• BRIEF 1:
Answer these questions about the communication skills text:
(a) Which sensitive topic areas does it list for conversations with customers?
(b) What does it call communication?
(c) What does it say being a good communicator means being able to do?
• BRIEF 2: Update the communication skills text starting at "Veterinary professionals have" and ending at "rather than ‘desirable’!", with "prognosis" replaced by "outlook".
• BRIEF 3: Write the next part of the communication skills text, picking up after its final sentence.
Start of EXTRACT
Communication skills – all part of the service

Excellent Communication Skills’ is a key item cited in job descriptions, but what is actually meant by the term? It seems it’s a term used to imply more that there will be a significant requirement to interact with colleagues and customers and to be confident in doing so in a way that others will not object to. However, for veterinary professionals, communication skills are an even more vital part of the role than in most professional environments.

It’s so important in the veterinary profession

Veterinary professionals have to be able to communicate with customers over a variety of potentially sensitive topic areas: the health of a beloved pet, financial implications of treatment, disease prognosis, concerns over animal welfare. Any one of these situations, if not handled with tact and finesse, may cause a difficult conversation to spiral out of control. Knowing how to convey concerns, or deliver bad news is absolutely essential, so communication skills are high on the list of ‘essentials’ rather than ‘desirable’!

A two-way street

However, communication is a two-way street. Being a good communicator means being able to actively listen to what someone is trying to say to you. Often, this means being able to read between the lines and interpret something the customer may not even realise they’re saying. Other times, it could be your customer does not have particularly good communication skills – after all, that’s not in the ‘customer job description’! It’s up to you to draw out the information you require to diagnose the patient’s problem and determine the best course of treatment.
End of EXTRACT
Start of RECORD EXCERPTS
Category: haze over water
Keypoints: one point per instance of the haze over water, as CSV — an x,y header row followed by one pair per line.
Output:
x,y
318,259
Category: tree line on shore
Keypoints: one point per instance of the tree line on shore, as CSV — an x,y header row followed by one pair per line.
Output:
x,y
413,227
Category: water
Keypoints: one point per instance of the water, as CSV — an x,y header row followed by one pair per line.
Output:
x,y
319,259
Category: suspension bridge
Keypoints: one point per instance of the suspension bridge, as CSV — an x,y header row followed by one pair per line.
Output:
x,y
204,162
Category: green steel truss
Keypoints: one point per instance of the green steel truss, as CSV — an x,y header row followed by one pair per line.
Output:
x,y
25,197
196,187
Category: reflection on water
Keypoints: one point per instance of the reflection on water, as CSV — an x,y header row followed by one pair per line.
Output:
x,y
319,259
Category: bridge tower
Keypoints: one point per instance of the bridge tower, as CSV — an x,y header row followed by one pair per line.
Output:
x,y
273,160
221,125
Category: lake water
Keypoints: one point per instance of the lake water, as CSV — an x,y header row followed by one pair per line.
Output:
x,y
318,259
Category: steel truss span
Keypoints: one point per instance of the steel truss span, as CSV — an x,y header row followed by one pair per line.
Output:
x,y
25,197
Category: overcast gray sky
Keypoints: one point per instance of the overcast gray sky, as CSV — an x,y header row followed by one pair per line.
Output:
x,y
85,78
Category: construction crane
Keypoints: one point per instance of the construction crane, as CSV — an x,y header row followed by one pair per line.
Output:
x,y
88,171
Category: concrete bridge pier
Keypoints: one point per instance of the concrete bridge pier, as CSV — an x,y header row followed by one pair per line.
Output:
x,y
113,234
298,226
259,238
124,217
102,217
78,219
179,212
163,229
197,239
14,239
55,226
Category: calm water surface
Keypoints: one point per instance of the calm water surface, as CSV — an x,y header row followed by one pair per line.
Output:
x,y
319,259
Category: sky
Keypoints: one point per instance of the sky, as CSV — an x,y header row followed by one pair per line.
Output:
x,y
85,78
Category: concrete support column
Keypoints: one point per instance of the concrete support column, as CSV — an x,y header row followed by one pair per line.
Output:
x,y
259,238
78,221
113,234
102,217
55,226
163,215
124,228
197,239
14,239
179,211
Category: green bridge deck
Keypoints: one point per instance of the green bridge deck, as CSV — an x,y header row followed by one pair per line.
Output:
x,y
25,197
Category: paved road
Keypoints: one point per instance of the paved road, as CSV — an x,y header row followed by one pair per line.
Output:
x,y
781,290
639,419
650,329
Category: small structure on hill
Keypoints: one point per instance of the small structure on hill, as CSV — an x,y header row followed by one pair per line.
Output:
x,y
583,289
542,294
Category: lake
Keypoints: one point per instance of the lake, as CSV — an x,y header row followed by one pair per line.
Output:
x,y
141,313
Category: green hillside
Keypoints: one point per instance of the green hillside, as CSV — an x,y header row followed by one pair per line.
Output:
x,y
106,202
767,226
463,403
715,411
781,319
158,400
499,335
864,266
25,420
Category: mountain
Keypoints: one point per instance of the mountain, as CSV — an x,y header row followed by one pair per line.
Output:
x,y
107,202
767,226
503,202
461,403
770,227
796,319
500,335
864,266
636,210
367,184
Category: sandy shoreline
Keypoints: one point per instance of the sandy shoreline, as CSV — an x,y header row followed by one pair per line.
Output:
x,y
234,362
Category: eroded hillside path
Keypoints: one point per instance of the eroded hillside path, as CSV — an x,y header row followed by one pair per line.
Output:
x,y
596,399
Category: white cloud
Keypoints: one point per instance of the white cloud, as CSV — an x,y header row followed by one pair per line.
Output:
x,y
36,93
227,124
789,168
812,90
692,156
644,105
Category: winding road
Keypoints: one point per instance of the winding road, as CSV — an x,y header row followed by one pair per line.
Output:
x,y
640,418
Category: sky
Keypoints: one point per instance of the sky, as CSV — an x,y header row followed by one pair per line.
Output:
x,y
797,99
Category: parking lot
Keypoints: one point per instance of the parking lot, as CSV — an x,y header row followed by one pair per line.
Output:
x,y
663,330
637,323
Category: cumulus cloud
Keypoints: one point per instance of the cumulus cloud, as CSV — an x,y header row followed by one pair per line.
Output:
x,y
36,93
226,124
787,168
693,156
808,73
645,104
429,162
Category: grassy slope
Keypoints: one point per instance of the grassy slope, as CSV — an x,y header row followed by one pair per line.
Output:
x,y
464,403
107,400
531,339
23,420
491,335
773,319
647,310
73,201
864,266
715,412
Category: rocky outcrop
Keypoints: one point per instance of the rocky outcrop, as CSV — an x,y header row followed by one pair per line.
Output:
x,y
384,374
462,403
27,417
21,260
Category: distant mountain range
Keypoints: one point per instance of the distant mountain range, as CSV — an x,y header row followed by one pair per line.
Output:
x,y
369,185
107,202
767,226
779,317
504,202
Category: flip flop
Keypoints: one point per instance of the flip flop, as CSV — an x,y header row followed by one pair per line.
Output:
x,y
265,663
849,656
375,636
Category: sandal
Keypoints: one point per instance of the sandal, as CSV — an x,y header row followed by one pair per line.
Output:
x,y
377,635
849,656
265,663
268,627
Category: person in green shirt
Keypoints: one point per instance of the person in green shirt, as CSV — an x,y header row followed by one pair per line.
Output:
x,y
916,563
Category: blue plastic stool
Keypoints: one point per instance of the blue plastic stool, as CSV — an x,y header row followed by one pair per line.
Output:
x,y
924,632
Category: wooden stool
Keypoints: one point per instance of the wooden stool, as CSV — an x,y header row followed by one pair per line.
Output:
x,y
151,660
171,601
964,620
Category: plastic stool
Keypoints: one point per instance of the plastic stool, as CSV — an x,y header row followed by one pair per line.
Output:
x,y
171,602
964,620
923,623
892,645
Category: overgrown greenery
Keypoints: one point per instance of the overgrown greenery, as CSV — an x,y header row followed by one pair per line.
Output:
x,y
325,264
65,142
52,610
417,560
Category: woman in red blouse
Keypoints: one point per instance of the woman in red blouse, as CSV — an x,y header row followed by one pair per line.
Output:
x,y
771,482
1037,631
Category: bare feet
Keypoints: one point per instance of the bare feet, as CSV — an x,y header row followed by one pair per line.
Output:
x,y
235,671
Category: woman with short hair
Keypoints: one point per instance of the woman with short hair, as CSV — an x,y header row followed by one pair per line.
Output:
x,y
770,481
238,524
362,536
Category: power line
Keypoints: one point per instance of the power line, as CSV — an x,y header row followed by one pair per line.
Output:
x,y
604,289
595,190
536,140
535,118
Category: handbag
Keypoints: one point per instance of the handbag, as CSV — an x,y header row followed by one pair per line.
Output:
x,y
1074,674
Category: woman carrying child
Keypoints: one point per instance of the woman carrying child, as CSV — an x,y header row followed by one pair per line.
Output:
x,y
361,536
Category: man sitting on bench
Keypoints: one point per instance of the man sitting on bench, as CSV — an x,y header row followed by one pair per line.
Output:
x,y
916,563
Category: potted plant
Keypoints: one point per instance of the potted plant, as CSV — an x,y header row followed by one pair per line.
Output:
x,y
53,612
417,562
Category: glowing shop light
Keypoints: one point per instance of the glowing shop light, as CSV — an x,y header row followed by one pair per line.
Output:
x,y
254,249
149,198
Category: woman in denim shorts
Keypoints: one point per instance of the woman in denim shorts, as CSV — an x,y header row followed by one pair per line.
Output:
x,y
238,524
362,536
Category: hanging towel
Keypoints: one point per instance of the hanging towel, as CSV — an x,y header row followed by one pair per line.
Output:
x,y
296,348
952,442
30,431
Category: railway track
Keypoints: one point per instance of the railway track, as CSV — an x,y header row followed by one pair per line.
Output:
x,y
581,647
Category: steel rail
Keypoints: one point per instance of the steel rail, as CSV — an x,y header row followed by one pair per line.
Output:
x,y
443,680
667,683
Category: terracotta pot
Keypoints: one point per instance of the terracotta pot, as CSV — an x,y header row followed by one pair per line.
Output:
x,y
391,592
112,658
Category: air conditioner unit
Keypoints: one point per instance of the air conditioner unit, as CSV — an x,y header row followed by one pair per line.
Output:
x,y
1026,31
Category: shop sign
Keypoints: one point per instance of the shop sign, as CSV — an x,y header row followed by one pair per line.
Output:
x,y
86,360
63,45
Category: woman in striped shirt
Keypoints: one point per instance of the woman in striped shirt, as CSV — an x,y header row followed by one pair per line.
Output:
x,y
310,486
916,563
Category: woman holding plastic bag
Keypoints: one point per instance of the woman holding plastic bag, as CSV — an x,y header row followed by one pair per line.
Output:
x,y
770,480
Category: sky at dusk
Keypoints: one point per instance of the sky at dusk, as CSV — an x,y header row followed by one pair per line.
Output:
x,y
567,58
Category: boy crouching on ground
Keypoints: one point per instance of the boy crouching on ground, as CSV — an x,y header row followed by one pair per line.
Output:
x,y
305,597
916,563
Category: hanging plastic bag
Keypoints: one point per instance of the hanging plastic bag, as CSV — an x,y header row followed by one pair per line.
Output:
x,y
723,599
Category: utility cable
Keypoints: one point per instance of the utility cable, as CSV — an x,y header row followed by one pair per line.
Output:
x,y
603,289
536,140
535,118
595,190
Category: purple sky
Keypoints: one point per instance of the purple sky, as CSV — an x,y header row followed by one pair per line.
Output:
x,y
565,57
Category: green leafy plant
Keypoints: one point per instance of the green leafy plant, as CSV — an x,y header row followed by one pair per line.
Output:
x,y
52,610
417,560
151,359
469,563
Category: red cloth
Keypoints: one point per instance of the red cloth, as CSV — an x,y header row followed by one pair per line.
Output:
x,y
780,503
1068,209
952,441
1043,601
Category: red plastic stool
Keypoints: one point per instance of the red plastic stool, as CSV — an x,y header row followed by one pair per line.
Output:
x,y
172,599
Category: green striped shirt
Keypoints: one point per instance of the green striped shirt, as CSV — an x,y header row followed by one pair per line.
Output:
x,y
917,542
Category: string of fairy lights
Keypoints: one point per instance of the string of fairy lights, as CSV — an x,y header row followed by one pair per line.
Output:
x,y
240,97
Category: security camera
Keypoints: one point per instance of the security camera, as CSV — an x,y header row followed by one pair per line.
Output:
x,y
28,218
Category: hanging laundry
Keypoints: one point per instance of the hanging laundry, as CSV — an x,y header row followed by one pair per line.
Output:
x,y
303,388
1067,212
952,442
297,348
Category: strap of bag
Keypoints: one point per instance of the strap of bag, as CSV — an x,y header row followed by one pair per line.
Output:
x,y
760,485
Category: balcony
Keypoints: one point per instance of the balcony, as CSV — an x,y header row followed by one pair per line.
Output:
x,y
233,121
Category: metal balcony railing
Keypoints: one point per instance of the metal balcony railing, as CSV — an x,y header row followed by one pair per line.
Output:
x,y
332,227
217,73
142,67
End of RECORD EXCERPTS
• TASK RESULT 1:
(a) The health of a beloved pet, financial implications of treatment, disease prognosis, and concerns over animal welfare.
(b) A two-way street.
(c) Actively listen to what someone is trying to say to you.

• TASK RESULT 2:
Veterinary professionals have to be able to communicate with customers over a variety of potentially sensitive topic areas: the health of a beloved pet, financial implications of treatment, disease outlook, concerns over animal welfare. Any one of these situations, if not handled with tact and finesse, may cause a difficult conversation to spiral out of control. Knowing how to convey concerns, or deliver bad news is absolutely essential, so communication skills are high on the list of ‘essentials’ rather than ‘desirable’!

• TASK RESULT 3:
Body language

Also to be considered is that communication is not simply about talking; much of our communication is non-verbal. Body language plays a large part in conveying the true state of affairs. Consider how easy it is to tell when a pet and an owner have a great relationship – the owner will probably be cuddling or stroking the pet, even when their attention is focused on what you’re saying. The pet will likely be leaning up against the owner. Their proximity tells you the relationship is good. Conversely, it’s possible to tell when the relationship is not good.

It’s not just customers

Communication isn’t only about how you interact with customers: working within a Practice requires you to be able to communicate effectively with your colleagues. Within teams, an abrasive style of communication is likely to cause friction, while not communicating your message clearly can result in poor patient care. It is true people have different communication styles, but ultimately you must be able to get your message across and understand the messages you’re receiving. If in doubt, speak to your Practice Manager at your next appraisal. Communication skills are rarely taught at Veterinary College, but they’re too important to your ability to perform your role to be ignored.